TASK OBJECTIVE: Report every line in the entries below that contains the word "meadow", matching its case exactly.

(Detection annotation records)
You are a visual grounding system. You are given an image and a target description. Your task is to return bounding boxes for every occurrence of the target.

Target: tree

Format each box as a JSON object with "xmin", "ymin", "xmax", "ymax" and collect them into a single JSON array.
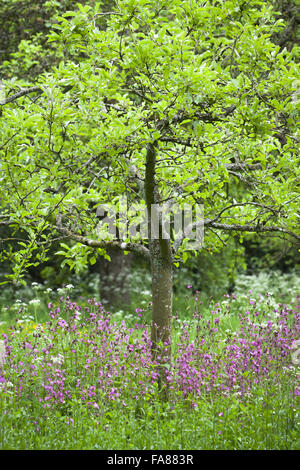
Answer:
[{"xmin": 0, "ymin": 0, "xmax": 300, "ymax": 364}]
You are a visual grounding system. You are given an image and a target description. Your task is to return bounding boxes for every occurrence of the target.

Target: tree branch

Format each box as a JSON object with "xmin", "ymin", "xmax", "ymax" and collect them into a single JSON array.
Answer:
[
  {"xmin": 0, "ymin": 86, "xmax": 42, "ymax": 106},
  {"xmin": 55, "ymin": 214, "xmax": 150, "ymax": 259}
]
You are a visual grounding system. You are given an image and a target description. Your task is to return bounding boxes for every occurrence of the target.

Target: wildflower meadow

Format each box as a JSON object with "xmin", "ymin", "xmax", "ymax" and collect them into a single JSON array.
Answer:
[{"xmin": 0, "ymin": 280, "xmax": 300, "ymax": 450}]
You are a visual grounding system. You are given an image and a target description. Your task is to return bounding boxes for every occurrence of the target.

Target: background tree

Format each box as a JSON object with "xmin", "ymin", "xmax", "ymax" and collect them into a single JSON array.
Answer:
[{"xmin": 0, "ymin": 0, "xmax": 300, "ymax": 364}]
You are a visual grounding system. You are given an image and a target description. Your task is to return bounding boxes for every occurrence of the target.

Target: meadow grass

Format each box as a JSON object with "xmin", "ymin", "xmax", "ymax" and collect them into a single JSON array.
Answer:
[{"xmin": 0, "ymin": 280, "xmax": 300, "ymax": 450}]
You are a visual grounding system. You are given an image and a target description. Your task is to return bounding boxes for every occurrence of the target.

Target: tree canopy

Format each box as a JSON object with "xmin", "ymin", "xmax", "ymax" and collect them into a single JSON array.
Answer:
[{"xmin": 0, "ymin": 0, "xmax": 300, "ymax": 356}]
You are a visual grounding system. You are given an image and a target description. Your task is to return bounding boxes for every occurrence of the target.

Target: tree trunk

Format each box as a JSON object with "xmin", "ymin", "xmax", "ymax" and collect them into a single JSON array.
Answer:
[{"xmin": 150, "ymin": 240, "xmax": 173, "ymax": 400}]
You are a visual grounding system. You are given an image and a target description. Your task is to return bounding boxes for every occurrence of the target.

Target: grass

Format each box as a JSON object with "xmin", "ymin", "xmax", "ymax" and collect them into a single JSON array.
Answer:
[{"xmin": 0, "ymin": 278, "xmax": 300, "ymax": 450}]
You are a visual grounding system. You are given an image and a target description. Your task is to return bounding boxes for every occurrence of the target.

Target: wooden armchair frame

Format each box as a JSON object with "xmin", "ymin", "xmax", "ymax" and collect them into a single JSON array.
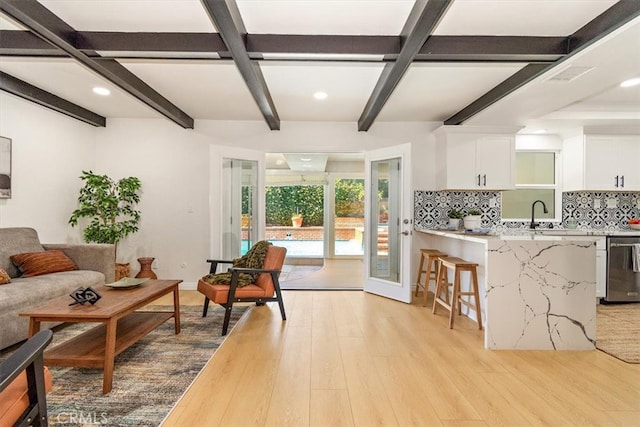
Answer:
[
  {"xmin": 198, "ymin": 248, "xmax": 287, "ymax": 335},
  {"xmin": 0, "ymin": 329, "xmax": 53, "ymax": 426}
]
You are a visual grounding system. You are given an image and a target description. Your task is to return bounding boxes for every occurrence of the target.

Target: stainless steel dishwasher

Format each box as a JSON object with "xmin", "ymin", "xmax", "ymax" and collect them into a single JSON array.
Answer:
[{"xmin": 604, "ymin": 236, "xmax": 640, "ymax": 302}]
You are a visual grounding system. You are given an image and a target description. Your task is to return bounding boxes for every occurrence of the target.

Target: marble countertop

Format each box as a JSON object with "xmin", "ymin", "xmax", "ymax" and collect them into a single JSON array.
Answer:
[{"xmin": 415, "ymin": 228, "xmax": 640, "ymax": 243}]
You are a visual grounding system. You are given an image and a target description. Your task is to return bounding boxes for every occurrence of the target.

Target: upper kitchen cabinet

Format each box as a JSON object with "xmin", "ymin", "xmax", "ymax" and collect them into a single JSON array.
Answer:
[
  {"xmin": 435, "ymin": 126, "xmax": 519, "ymax": 190},
  {"xmin": 563, "ymin": 135, "xmax": 640, "ymax": 191}
]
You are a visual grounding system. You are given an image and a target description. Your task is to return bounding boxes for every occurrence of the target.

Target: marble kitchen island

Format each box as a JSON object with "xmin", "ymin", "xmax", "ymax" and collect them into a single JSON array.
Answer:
[{"xmin": 416, "ymin": 229, "xmax": 603, "ymax": 350}]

OUTPUT FOR THIS EXERCISE:
Target: wildflower meadow
Target: meadow grass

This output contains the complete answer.